A data block
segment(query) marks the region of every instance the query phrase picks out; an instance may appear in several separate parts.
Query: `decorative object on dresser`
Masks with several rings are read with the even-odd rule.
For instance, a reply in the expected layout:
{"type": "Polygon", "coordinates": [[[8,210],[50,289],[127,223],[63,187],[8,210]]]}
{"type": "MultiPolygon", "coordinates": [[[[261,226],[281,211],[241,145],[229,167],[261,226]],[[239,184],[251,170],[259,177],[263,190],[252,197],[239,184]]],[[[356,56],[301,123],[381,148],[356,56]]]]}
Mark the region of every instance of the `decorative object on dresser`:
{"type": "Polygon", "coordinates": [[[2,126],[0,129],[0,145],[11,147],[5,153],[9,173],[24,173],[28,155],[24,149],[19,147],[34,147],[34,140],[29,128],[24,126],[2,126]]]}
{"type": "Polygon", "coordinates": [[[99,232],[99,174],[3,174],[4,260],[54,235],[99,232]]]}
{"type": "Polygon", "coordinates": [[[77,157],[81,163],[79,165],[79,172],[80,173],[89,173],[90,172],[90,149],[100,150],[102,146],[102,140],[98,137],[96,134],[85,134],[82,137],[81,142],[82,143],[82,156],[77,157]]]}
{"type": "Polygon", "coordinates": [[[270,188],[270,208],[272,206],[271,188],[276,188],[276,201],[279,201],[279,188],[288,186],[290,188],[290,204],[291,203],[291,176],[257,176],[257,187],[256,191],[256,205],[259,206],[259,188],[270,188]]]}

__Written instruction__.
Change every "dresser" to "nightstand" throughout the records above, leaving everything else as it is.

__Completed exercise__.
segment(query) marks the region of every instance the query phrase picks out; an instance may appear in several separate parts.
Query: `decorative object on nightstand`
Masks with several rings are read with the even-odd rule.
For instance, a reply in the expected layout:
{"type": "Polygon", "coordinates": [[[8,210],[50,289],[127,223],[63,187],[8,210]]]}
{"type": "MultiPolygon", "coordinates": [[[[261,226],[281,211],[241,145],[229,167],[261,226]],[[239,184],[251,170],[259,177],[263,190],[252,197],[239,184]]],[[[356,56],[301,123],[381,148],[356,56]]]]}
Mark the region of every instance of the `decorative object on nightstand`:
{"type": "Polygon", "coordinates": [[[2,126],[0,129],[0,145],[11,147],[5,153],[9,173],[24,173],[28,155],[24,149],[19,147],[34,147],[34,140],[29,128],[24,126],[2,126]]]}
{"type": "Polygon", "coordinates": [[[99,232],[99,174],[3,174],[4,260],[54,235],[99,232]]]}
{"type": "Polygon", "coordinates": [[[77,157],[81,163],[79,165],[79,172],[80,173],[89,173],[90,172],[90,149],[100,150],[102,146],[102,140],[98,137],[96,134],[85,134],[82,137],[81,142],[82,143],[82,156],[77,157]]]}
{"type": "Polygon", "coordinates": [[[270,188],[270,208],[272,206],[271,188],[276,188],[276,201],[279,201],[279,188],[288,186],[290,188],[290,204],[291,203],[291,176],[257,176],[257,187],[256,191],[256,205],[259,206],[259,188],[270,188]]]}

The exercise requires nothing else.